Required work:
Filter the lines below and copy each one that contains the word "grille", treating uppercase and lowercase as different.

Records provided:

▶

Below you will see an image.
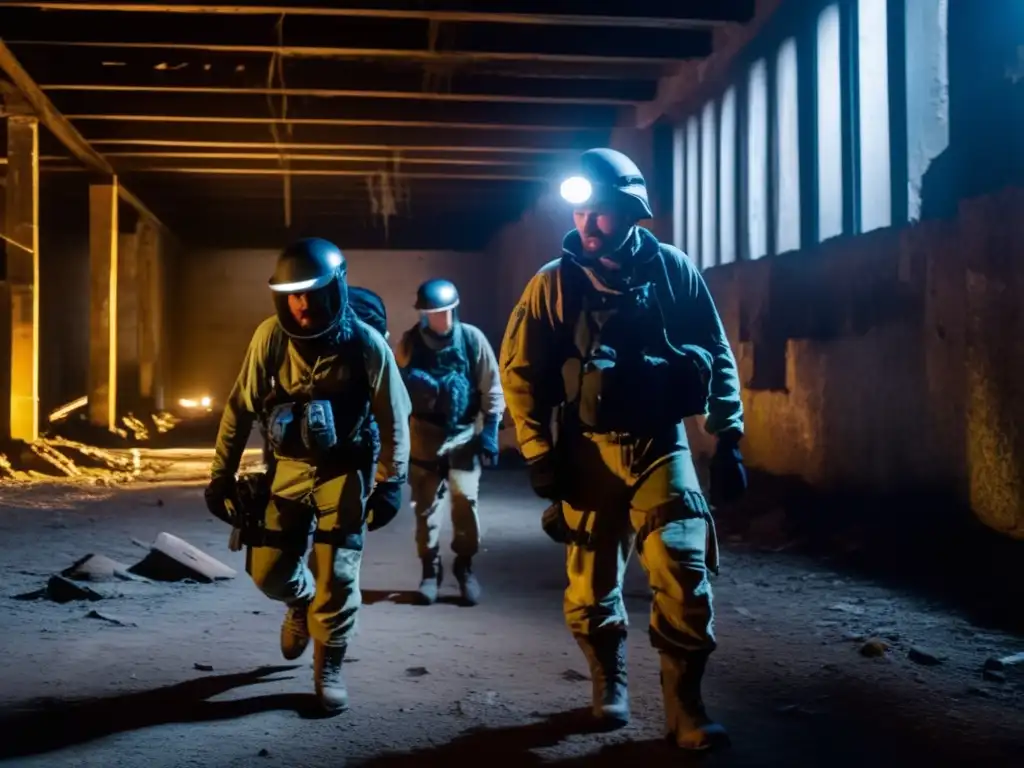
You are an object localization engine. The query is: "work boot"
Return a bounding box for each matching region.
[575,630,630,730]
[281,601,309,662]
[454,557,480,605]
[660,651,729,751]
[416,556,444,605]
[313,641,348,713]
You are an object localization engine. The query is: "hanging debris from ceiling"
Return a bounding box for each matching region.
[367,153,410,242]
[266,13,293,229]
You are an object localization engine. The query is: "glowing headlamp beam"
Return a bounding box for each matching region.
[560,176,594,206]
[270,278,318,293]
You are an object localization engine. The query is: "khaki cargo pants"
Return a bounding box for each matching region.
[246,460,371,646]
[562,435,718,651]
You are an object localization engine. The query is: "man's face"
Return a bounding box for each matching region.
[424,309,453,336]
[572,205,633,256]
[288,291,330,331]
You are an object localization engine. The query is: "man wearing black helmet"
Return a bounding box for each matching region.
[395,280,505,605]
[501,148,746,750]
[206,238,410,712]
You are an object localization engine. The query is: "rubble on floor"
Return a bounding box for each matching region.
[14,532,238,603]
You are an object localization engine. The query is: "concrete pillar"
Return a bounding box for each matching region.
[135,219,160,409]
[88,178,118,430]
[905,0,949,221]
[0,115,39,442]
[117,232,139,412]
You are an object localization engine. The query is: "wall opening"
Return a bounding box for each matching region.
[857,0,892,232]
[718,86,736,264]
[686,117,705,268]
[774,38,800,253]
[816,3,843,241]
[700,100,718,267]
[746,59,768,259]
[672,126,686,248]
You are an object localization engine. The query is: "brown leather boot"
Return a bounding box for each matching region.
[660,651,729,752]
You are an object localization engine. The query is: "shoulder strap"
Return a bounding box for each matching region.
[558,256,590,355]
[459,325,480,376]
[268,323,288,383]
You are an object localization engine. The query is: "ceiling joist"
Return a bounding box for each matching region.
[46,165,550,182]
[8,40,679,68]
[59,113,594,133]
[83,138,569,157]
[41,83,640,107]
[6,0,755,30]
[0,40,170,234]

◀
▶

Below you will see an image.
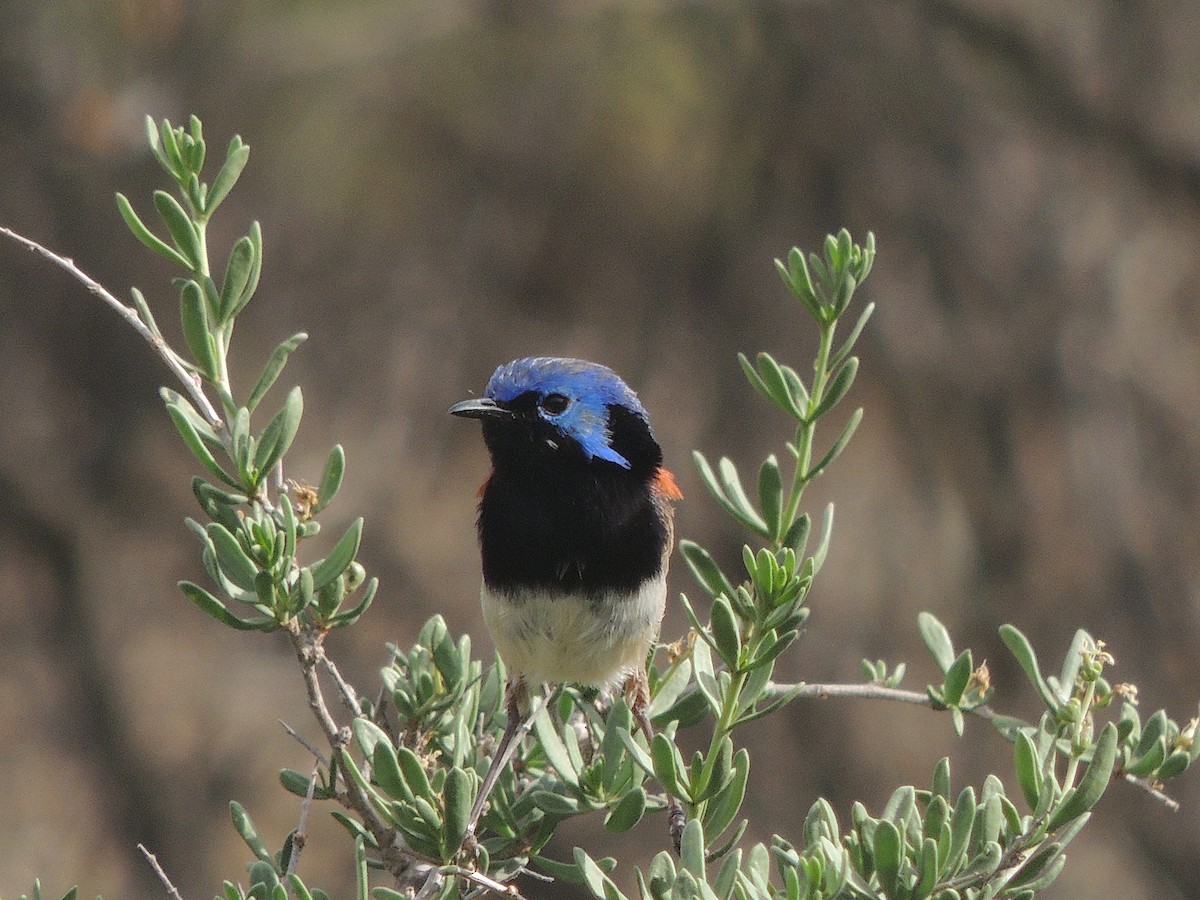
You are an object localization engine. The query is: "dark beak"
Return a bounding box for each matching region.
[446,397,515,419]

◀
▶

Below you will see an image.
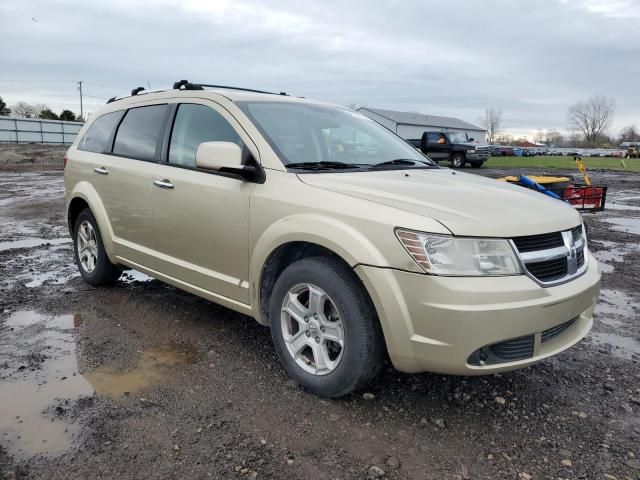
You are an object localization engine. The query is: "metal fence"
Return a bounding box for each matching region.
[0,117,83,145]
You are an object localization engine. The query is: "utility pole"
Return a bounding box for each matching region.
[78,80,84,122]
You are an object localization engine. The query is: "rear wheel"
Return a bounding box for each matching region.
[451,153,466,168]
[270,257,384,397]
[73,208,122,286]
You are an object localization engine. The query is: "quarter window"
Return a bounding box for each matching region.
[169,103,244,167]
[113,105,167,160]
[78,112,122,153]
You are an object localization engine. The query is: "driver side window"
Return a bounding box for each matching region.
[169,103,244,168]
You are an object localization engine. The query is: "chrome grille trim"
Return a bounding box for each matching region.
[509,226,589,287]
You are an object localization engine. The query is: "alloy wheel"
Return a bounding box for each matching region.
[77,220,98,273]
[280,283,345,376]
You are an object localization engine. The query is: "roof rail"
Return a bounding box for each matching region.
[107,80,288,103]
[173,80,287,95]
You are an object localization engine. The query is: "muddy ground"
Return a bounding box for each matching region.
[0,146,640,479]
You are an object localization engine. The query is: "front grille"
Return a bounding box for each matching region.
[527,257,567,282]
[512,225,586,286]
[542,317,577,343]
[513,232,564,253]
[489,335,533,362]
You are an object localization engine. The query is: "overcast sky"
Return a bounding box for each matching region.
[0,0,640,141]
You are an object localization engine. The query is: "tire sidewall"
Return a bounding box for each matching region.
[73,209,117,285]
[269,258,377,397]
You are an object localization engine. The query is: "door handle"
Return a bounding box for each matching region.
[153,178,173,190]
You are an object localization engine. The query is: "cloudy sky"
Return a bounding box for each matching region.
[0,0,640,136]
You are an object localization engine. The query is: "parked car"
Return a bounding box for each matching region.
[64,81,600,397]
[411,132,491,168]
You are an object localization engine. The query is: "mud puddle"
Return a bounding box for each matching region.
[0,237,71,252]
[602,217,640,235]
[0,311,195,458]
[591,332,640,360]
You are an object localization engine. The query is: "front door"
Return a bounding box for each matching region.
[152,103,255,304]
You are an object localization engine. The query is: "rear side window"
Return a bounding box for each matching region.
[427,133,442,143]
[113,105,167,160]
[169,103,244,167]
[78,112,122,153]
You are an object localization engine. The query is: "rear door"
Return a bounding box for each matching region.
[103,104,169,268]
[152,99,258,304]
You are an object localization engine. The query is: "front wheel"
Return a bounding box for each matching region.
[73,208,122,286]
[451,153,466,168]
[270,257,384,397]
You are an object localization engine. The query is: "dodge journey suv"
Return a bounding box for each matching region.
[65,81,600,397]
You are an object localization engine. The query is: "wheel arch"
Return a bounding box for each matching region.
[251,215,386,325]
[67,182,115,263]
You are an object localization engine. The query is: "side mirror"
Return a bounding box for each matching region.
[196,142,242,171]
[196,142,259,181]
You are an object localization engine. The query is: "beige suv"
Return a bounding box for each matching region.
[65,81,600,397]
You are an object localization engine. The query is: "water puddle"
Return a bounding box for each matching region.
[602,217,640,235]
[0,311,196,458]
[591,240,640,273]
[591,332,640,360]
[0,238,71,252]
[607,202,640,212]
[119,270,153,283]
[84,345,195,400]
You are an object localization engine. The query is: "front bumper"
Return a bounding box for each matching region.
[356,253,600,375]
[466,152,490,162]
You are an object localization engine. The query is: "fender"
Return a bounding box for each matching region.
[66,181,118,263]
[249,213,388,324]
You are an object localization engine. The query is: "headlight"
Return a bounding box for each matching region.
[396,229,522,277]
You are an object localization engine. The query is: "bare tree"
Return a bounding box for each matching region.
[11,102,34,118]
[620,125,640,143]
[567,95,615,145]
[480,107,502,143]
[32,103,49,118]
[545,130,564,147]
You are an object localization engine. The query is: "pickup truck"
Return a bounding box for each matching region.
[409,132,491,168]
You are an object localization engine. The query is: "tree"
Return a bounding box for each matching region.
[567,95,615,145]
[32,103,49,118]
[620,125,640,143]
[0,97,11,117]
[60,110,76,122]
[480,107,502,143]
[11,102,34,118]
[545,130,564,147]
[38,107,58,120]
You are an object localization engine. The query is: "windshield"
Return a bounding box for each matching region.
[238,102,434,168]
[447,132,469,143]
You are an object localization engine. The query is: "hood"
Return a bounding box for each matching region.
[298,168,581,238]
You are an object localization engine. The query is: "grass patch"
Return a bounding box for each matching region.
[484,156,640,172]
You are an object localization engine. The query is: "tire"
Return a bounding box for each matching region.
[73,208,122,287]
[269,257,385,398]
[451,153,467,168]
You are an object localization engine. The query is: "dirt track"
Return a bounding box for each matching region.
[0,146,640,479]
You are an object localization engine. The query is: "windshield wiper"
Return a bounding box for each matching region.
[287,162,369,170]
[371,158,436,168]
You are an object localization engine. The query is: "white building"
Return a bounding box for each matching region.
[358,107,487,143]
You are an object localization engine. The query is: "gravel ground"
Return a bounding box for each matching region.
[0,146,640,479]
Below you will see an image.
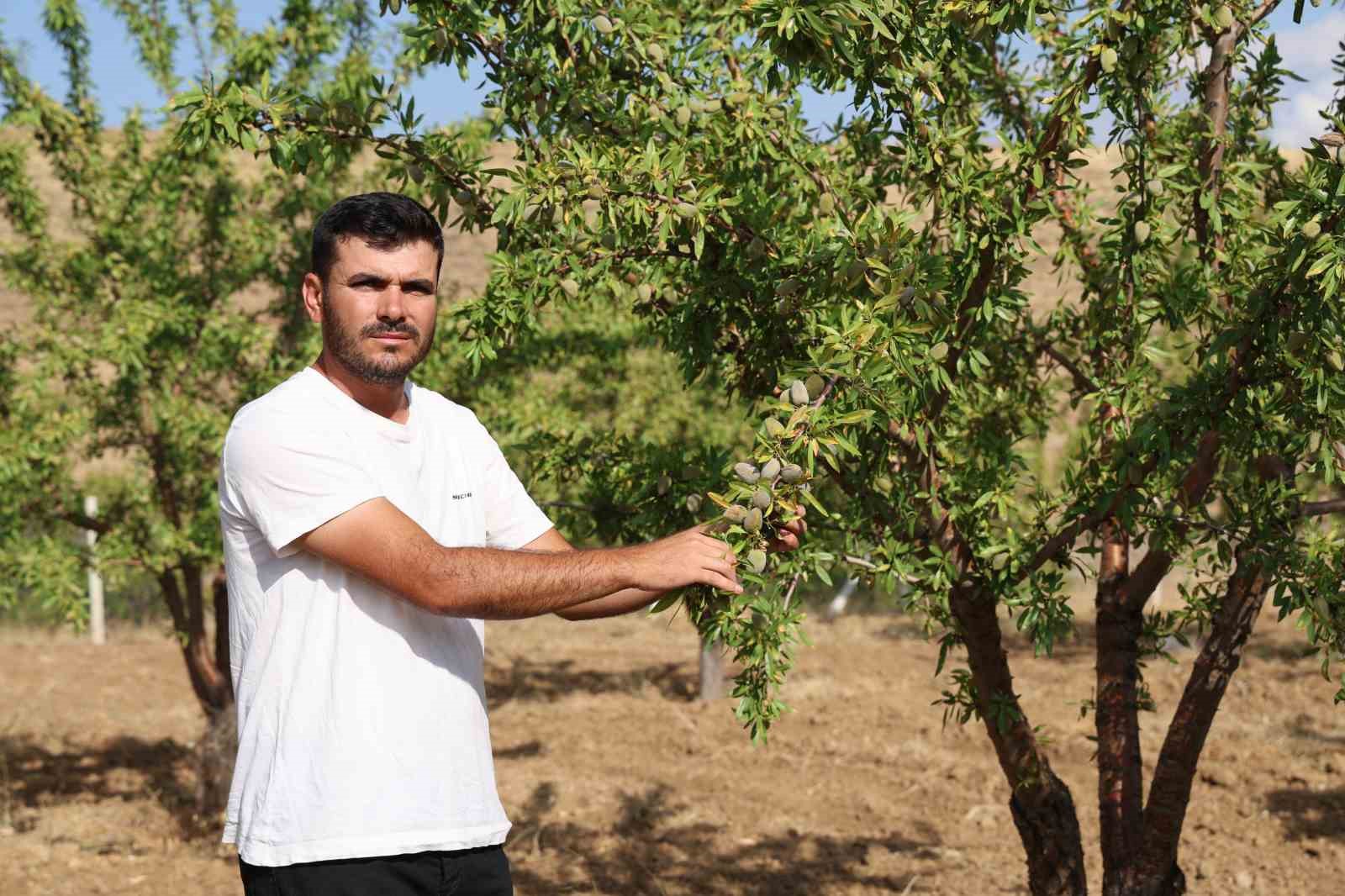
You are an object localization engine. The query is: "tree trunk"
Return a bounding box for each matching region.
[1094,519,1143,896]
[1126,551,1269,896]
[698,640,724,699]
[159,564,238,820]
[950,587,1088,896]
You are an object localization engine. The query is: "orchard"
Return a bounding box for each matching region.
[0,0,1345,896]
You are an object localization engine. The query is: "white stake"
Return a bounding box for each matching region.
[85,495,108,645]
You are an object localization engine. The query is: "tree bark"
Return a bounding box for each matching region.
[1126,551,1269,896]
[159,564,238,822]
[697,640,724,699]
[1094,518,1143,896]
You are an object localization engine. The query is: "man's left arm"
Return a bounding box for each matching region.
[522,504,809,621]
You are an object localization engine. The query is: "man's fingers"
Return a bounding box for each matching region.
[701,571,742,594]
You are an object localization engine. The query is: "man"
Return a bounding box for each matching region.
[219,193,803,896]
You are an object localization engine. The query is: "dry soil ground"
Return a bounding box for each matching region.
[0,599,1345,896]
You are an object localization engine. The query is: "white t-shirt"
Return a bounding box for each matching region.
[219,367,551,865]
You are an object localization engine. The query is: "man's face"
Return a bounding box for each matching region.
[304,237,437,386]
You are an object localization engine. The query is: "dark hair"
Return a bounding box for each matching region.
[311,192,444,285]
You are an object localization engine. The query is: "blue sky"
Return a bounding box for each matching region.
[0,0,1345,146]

◀

Solution to the exercise:
You are an object localization engine. The query is: "chrome grille trim"
You are an object localization engine. The query is: "front grille"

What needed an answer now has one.